→ **What you should do**: Which lines in the records below contain the word "laptop"? Report each of them.

== Data extracts

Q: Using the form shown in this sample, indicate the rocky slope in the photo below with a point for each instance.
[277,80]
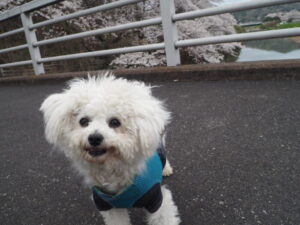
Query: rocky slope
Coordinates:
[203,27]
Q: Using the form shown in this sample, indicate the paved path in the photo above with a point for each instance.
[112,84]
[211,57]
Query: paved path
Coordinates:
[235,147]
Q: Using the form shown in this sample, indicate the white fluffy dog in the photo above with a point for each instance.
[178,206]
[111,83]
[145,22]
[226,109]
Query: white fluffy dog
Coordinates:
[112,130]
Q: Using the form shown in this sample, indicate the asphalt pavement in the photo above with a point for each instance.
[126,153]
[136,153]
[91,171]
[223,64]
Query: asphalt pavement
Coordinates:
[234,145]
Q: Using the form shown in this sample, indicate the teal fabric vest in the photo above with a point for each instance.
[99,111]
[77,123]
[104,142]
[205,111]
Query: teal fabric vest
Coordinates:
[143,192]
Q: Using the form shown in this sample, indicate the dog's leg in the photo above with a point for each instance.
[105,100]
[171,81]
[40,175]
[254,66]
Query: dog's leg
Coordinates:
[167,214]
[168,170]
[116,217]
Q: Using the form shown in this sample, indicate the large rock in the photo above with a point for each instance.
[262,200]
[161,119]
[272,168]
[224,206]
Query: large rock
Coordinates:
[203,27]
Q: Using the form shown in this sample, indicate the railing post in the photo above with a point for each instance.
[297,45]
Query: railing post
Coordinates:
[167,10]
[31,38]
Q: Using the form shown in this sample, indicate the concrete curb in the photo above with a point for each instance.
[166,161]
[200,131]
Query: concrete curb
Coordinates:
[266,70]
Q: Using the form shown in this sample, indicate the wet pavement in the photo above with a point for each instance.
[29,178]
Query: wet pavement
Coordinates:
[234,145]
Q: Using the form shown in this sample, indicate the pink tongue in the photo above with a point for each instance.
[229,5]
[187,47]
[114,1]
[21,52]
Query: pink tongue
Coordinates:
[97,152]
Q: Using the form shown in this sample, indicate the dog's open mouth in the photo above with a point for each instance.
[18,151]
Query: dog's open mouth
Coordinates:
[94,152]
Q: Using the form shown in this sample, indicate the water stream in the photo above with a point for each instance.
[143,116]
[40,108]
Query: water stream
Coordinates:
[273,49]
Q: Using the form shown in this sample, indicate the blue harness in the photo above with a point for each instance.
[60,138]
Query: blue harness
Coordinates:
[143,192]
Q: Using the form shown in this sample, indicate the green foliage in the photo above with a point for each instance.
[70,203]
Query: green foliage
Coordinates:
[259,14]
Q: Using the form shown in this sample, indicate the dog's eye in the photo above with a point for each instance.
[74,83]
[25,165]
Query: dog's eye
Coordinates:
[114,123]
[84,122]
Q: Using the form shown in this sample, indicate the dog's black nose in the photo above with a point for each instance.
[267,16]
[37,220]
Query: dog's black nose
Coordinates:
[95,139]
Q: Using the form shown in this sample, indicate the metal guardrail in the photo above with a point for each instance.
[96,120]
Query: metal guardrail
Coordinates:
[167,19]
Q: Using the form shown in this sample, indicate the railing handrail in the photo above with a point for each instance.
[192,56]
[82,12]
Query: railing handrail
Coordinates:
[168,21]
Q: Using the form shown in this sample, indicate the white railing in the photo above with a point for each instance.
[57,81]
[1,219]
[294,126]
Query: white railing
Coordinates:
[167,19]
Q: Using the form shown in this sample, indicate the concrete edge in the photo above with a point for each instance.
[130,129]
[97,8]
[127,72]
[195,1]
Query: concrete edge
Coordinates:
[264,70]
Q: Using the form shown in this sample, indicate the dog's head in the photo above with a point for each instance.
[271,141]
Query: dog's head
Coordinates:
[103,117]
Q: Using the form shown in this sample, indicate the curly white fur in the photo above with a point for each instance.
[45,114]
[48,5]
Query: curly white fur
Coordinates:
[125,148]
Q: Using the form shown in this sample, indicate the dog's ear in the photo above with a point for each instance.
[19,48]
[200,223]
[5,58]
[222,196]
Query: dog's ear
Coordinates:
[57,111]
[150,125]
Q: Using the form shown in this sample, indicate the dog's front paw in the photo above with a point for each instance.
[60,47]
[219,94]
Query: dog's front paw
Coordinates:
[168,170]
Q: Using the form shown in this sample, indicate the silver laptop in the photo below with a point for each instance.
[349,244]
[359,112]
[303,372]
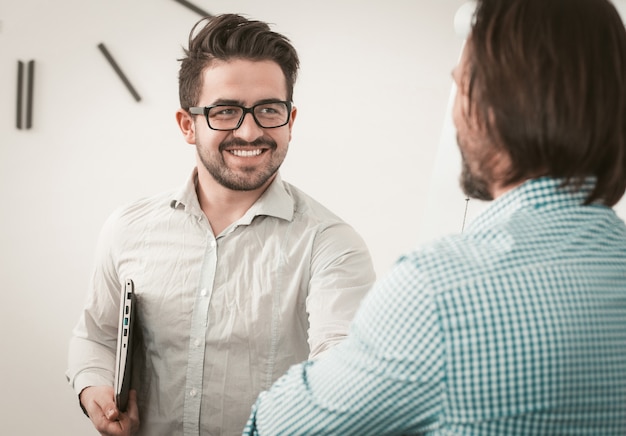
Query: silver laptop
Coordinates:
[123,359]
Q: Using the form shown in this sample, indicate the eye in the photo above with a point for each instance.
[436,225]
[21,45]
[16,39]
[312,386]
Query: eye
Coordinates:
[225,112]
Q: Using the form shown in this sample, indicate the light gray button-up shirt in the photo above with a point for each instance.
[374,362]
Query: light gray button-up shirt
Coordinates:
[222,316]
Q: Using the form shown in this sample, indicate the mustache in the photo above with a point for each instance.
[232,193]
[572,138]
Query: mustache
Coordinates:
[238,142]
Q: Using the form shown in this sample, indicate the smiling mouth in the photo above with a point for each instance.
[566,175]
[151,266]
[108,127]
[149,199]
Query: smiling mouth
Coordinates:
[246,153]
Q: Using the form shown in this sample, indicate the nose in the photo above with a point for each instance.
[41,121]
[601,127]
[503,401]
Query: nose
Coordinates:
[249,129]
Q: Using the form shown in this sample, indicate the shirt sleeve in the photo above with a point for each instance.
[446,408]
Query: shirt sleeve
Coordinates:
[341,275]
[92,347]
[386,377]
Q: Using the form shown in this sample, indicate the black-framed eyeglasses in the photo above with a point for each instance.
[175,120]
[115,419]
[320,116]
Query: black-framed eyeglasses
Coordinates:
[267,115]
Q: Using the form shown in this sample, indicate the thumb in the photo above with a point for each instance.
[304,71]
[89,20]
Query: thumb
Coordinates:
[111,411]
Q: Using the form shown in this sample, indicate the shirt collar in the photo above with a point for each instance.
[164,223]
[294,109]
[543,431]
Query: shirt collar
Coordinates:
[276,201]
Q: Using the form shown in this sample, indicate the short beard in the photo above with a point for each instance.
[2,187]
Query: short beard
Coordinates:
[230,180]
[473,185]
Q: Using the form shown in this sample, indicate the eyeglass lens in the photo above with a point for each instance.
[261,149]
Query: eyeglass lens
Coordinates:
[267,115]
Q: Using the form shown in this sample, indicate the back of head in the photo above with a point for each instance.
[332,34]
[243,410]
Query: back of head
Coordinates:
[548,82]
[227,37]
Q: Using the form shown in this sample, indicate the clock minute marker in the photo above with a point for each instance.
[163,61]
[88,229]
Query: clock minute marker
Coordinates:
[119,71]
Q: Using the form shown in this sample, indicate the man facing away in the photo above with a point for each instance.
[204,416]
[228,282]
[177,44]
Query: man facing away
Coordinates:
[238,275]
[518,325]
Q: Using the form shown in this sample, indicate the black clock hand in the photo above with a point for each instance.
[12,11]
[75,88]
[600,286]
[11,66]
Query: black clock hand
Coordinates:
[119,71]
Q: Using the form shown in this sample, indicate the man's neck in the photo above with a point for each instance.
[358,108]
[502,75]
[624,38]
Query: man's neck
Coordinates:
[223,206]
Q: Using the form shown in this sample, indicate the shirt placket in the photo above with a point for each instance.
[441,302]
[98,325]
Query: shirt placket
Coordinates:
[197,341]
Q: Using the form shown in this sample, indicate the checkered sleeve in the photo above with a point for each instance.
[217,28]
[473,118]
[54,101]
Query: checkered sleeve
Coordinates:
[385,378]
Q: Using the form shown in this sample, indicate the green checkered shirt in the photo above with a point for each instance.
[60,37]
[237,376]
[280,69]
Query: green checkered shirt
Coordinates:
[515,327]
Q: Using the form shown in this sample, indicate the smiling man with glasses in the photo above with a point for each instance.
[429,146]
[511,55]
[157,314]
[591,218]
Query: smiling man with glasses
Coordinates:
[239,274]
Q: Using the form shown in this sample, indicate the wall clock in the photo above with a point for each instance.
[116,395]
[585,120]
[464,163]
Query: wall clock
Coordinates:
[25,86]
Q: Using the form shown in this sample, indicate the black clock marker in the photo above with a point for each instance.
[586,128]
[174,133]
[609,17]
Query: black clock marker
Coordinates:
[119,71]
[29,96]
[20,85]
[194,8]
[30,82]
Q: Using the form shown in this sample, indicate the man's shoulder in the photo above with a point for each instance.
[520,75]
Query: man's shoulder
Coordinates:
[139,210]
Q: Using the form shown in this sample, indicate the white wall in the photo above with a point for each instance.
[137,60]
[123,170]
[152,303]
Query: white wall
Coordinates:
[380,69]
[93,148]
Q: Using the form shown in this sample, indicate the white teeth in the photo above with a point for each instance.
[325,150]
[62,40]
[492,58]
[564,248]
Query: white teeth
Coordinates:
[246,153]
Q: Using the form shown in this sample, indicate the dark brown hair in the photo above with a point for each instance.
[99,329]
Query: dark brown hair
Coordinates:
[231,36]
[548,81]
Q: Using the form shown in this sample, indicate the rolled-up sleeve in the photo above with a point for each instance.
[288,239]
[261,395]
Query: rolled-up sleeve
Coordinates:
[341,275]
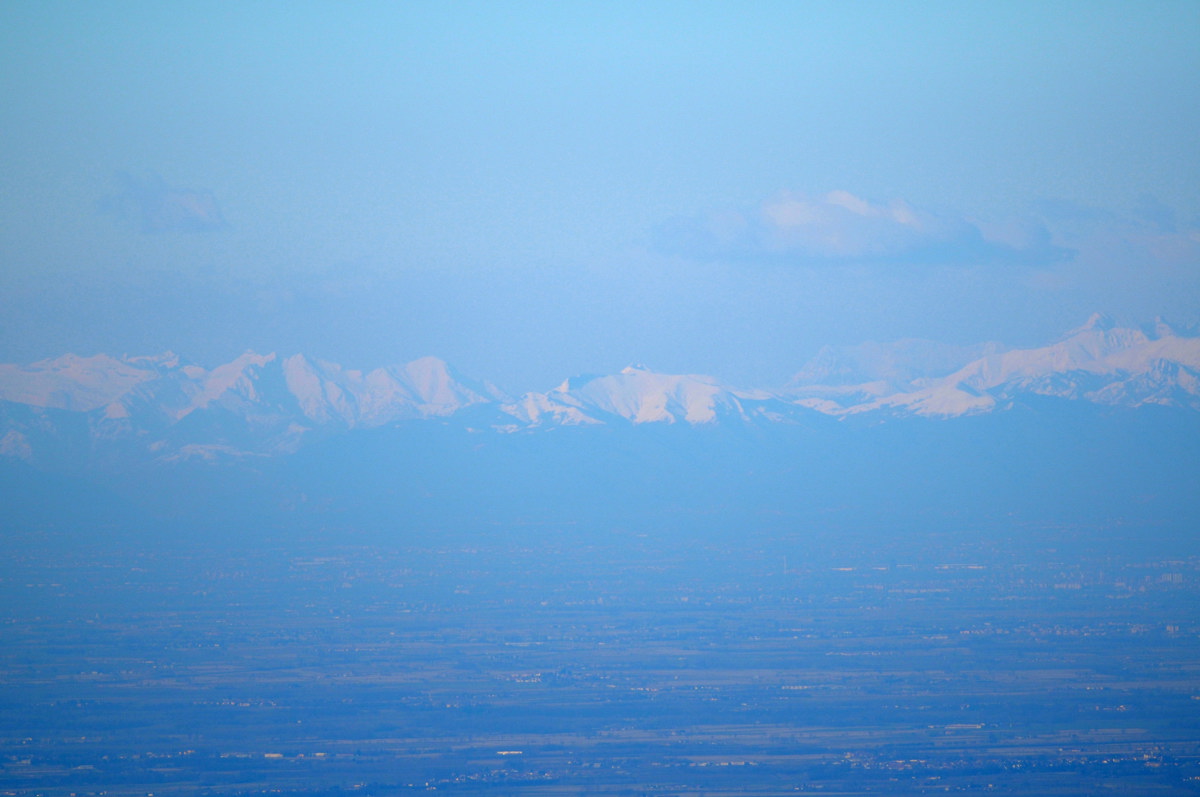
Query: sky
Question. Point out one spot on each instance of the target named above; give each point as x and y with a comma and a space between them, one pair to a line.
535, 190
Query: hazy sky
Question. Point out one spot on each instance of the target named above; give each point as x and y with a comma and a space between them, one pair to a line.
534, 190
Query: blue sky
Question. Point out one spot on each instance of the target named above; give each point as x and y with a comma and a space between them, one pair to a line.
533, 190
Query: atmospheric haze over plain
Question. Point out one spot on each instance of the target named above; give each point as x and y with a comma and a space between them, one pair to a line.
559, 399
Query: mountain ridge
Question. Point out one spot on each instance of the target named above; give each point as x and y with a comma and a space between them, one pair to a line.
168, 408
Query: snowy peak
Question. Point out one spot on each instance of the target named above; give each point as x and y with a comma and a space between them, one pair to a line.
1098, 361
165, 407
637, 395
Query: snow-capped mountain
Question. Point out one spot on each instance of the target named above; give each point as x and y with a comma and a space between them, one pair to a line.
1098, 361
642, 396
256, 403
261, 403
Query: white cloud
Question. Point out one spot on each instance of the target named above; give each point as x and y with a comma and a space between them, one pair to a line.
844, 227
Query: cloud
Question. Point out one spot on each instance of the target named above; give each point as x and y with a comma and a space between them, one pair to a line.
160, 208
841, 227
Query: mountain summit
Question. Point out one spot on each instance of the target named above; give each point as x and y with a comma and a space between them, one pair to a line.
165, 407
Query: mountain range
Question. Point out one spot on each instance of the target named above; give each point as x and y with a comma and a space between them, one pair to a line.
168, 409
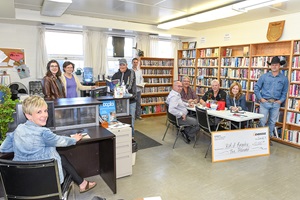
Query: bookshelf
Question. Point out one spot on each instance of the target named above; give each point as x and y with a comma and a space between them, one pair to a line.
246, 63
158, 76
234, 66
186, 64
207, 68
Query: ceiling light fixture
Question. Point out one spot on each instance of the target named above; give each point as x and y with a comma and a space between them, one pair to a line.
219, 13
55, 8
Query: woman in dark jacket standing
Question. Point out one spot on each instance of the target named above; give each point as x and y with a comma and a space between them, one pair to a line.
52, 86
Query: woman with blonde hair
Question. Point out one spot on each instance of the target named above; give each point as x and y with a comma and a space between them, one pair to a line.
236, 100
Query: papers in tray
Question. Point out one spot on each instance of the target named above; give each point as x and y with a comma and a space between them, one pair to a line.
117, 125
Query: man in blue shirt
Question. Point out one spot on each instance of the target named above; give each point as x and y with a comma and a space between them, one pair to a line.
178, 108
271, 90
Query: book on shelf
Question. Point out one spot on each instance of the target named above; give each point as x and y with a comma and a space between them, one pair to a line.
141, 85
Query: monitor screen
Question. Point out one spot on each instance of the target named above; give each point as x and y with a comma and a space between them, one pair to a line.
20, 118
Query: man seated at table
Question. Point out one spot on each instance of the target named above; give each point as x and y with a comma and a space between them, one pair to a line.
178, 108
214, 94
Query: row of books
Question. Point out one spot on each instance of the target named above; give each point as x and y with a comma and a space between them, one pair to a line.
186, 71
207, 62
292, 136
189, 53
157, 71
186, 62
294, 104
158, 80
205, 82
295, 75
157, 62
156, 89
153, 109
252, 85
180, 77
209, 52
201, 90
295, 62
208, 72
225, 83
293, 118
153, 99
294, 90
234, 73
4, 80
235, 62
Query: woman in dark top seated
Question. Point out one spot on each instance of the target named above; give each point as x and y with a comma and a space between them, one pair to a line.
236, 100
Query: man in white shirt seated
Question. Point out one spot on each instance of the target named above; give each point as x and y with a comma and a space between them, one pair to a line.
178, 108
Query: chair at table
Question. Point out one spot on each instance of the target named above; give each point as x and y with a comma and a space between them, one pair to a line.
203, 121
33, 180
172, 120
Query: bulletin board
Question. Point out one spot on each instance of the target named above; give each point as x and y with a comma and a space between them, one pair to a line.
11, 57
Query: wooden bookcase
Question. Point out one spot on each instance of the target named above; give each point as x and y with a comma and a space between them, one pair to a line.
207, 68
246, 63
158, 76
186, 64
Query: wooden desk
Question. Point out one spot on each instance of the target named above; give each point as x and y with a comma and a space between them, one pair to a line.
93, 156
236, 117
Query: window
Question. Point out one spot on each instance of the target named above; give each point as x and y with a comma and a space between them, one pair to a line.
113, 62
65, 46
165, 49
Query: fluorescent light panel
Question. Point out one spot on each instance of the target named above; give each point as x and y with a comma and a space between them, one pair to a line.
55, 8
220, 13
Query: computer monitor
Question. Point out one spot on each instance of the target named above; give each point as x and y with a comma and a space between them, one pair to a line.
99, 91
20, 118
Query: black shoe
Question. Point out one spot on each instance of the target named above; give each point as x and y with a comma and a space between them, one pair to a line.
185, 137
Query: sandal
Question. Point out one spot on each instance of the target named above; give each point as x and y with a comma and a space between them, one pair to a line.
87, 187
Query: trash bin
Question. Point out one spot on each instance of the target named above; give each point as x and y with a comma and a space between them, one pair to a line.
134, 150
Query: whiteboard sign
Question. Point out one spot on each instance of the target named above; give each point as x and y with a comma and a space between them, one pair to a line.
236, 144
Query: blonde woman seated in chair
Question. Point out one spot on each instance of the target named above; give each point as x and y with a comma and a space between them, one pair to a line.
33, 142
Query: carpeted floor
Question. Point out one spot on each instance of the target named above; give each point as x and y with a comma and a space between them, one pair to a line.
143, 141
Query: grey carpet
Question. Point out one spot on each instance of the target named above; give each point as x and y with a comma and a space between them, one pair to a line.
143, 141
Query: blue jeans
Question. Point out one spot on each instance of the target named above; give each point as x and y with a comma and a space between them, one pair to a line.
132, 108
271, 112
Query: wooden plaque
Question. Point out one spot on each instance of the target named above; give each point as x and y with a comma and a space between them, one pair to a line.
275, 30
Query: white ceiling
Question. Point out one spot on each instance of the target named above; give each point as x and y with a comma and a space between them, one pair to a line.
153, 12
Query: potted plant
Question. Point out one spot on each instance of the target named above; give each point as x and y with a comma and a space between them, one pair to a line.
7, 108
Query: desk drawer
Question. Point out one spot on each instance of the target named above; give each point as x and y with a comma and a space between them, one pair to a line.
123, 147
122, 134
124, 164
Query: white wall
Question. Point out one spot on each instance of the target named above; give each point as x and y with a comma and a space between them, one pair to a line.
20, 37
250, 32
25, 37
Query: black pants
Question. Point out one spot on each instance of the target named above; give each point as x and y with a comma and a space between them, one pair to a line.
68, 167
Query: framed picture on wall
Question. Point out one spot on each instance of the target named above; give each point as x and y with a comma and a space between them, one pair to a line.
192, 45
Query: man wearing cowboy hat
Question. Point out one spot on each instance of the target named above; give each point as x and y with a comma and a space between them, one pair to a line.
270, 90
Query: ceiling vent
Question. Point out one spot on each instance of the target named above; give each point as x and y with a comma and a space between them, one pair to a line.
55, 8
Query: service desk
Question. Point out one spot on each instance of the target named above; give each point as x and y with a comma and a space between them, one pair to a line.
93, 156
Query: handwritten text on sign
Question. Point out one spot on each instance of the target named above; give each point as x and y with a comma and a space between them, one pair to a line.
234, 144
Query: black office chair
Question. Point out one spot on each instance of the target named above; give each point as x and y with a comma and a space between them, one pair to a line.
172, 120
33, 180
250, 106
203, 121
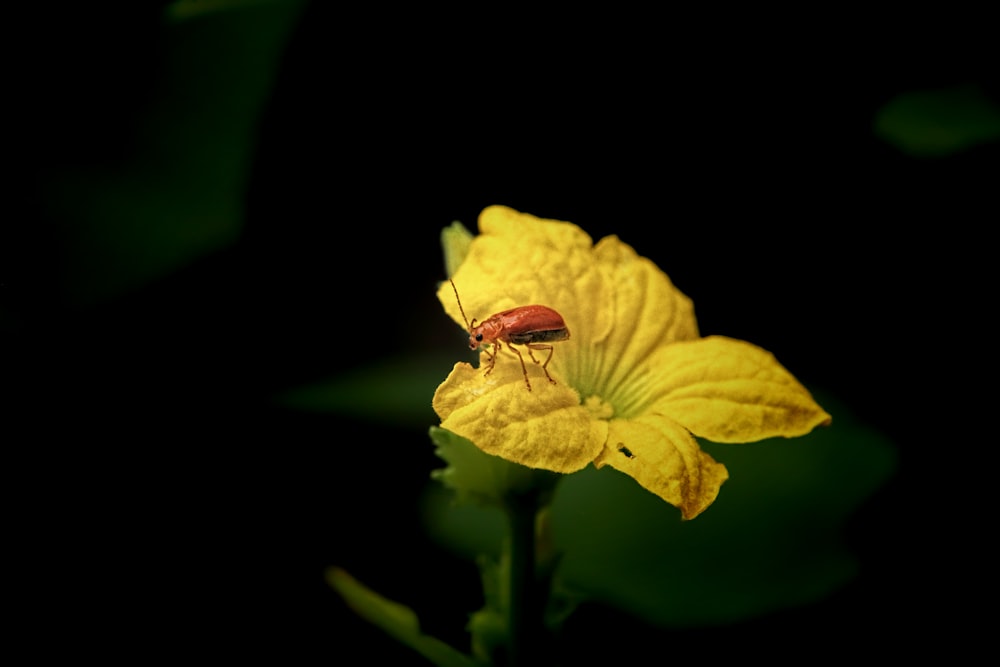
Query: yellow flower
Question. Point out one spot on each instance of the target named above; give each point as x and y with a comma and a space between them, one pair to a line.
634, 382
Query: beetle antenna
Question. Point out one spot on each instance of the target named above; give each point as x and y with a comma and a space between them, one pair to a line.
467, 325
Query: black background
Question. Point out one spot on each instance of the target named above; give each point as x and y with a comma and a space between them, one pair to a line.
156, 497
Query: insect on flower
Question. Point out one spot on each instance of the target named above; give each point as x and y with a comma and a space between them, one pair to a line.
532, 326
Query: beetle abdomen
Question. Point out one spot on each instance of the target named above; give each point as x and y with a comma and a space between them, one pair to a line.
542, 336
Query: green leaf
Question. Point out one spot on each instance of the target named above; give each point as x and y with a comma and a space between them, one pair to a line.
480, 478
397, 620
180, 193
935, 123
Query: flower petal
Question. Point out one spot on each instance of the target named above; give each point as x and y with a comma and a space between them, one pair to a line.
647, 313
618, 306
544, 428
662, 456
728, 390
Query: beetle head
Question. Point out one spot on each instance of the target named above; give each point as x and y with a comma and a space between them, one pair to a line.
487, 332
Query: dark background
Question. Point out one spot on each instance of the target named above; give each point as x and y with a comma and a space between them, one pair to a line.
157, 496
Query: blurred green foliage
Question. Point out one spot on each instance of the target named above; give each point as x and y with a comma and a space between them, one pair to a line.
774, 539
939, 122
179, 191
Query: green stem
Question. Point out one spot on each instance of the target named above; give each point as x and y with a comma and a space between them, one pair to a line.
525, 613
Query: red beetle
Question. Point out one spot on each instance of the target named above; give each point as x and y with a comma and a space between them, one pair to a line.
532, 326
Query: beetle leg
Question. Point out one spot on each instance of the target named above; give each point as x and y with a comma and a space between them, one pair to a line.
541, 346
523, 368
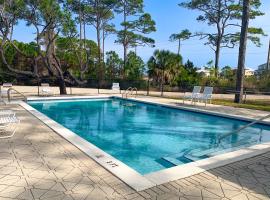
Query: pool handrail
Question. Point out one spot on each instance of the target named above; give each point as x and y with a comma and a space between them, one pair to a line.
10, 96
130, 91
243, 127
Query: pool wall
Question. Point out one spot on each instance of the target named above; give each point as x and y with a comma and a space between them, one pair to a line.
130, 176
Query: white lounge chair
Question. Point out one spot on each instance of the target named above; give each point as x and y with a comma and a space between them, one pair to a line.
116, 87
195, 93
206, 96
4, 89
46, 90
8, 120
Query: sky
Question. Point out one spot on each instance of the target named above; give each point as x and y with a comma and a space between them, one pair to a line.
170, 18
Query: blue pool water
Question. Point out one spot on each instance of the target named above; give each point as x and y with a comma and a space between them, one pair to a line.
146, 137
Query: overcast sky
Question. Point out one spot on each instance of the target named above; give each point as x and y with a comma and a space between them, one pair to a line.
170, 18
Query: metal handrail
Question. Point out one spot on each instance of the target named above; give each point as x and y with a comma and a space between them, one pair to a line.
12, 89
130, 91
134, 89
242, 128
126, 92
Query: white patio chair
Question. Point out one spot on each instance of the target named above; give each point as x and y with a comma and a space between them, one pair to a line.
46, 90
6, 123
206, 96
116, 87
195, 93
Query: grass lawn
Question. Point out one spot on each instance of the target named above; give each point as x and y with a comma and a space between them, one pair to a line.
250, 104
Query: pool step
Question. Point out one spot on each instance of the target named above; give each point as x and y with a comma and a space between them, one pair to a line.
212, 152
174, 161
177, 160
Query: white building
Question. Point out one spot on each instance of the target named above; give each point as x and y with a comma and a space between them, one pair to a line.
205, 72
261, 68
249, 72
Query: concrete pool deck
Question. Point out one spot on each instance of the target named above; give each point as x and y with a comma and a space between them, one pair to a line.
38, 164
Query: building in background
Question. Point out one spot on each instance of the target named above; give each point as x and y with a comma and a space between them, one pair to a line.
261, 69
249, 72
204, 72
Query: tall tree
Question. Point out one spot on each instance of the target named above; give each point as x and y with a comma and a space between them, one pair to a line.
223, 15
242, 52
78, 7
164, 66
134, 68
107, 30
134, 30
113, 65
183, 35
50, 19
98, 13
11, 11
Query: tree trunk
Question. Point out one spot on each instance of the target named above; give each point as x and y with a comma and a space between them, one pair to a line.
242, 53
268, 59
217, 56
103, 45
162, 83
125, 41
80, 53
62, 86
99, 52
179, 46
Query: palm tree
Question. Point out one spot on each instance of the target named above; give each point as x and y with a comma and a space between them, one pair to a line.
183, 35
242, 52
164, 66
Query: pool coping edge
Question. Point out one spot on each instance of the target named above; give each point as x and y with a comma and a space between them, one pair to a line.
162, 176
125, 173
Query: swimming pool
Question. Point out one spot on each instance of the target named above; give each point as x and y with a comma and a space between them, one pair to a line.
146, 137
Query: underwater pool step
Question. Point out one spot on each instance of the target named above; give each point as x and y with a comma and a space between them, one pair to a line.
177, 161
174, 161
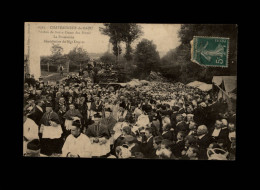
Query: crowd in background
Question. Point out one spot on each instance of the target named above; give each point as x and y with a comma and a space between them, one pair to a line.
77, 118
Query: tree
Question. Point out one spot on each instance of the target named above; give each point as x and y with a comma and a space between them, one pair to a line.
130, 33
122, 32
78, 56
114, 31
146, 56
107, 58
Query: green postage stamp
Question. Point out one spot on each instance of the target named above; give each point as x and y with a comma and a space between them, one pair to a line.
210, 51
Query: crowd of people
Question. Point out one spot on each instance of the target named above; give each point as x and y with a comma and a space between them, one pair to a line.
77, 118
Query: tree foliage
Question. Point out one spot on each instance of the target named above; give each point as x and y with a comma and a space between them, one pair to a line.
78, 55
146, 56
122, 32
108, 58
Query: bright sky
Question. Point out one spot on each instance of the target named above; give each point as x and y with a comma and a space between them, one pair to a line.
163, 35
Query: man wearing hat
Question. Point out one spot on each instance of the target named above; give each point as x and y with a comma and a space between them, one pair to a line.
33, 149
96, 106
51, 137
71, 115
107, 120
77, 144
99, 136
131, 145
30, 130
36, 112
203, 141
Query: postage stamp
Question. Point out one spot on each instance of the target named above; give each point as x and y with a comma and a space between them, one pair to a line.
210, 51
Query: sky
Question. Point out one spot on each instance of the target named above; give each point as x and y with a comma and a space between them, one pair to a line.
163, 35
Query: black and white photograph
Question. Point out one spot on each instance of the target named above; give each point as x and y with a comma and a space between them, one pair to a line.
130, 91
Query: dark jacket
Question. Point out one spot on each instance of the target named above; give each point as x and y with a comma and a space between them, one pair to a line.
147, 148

====

→ **Answer to this problem**:
Q: Using the form shown in this sample, indicate the silver laptop in the photo below with a point for each instance.
Query: silver laptop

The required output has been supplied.